Passage to read |
I shared in my last post about why personal documentation matters. Today, I want to give you some practical application for that. Namely, the art of phone photography. Confession: This is not an iPhone-only photography tutorial because I don't shoot with iPhone (gasp!). I've always owned Samsung phones and been more than happy with them. All of the shots in this post were taken with my Galaxy S6.
My hope is to unpack some of the mysterious aspects of that surround photography in this post. Please know that getting those killer shots is totally achievable for anyone. This avenue of photography isn't only for some elite club of globe-trotting millennials with the year's latest model of iPhone. No hate intended. I like iPhones (and the traveling humans who own them ;) ) In fact, my husband happens to have the latest model, ha! I just didn't want you to think that you have to have a fancy phone and magnificent traveling plans to get phone shots that bring you personal joy. No, you can do this right from home. Let me show you.
Here are my 5 tips for any aspiring phone photographers.

Exercise instructions |
[a] In the phone photography post, why does the author say it is not an iPhone-only tutorial?
[b] Reproduce the part of the phone photography post starting with "My hope is to" and going on through "aspiring phone photographers.".

(Image region outline listing)
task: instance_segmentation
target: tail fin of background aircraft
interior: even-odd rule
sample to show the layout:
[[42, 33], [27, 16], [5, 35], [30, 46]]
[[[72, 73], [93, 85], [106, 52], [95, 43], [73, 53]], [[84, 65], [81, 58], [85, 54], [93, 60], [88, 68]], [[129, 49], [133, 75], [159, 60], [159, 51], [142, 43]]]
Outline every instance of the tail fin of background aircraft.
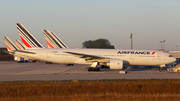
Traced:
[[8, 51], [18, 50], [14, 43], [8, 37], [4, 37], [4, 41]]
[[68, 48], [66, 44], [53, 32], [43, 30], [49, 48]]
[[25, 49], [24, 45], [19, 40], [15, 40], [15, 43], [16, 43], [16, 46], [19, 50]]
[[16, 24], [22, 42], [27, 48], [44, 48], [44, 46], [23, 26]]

Per-task outputs |
[a] The author does not shoot with an iPhone. The author has always owned Samsung phones, and every shot in the post was taken with a Galaxy S6.

[b]
My hope is to unpack some of the mysterious aspects of that surround photography in this post. Please know that getting those killer shots is totally achievable for anyone. This avenue of photography isn't only for some elite club of globe-trotting millennials with the year's latest model of iPhone. No hate intended. I like iPhones (and the traveling humans who own them ;) ) In fact, my husband happens to have the latest model, ha! I just didn't want you to think that you have to have a fancy phone and magnificent traveling plans to get phone shots that bring you personal joy. No, you can do this right from home. Let me show you.
Here are my 5 tips for any aspiring phone photographers.